*EXERCISE INSTRUCTIONS*
Reproduce every line of the records below without any change.

*Boundary labeling items*
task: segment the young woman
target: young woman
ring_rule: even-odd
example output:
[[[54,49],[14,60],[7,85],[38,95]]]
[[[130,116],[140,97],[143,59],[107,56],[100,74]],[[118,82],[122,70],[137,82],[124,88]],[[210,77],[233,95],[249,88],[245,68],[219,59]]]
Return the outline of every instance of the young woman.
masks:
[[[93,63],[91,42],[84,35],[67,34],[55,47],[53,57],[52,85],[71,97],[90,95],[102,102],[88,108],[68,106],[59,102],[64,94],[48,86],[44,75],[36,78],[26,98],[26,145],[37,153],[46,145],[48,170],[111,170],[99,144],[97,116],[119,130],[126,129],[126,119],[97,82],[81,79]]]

*RESPONSE FOR THIS EXERCISE*
task: segment the young woman
target: young woman
ring_rule: even-odd
example output:
[[[54,49],[14,60],[7,85],[38,95]]]
[[[130,116],[140,97],[143,59],[107,56],[100,74]],[[118,82],[122,70],[137,82],[124,88]],[[210,77],[233,95],[249,88],[245,68],[219,59]]]
Return the outline of every instance of the young woman.
masks:
[[[93,63],[91,42],[84,35],[67,34],[55,47],[53,57],[52,85],[71,97],[90,95],[102,102],[88,108],[68,106],[59,102],[64,94],[48,86],[44,75],[36,78],[26,98],[26,145],[37,153],[46,145],[48,170],[111,170],[99,144],[97,116],[119,130],[126,129],[126,119],[97,82],[81,79]]]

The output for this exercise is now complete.